▸ Working data
--*--

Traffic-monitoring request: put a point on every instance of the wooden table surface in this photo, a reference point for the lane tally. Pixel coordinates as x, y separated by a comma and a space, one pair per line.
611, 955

--*--

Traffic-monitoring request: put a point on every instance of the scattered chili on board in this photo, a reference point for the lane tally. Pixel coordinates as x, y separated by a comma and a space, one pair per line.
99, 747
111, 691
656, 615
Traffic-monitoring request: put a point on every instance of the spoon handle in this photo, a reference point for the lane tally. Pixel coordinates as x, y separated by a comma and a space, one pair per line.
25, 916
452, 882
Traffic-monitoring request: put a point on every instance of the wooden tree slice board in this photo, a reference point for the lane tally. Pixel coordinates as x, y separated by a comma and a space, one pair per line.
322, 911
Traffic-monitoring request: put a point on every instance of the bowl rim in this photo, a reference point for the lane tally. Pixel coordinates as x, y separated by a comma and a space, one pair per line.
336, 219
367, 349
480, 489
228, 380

--*--

▸ Short exercise
Please pull out every line above that contains the word "spoon" and copy each one in full.

▸ Answer to the task
Traffic-monitoring request: put a point on every instance of the spoon handle in this photo, a reference point for the lane tally. Pixel coordinates as x, y separated by a comma and a space, one pair per line.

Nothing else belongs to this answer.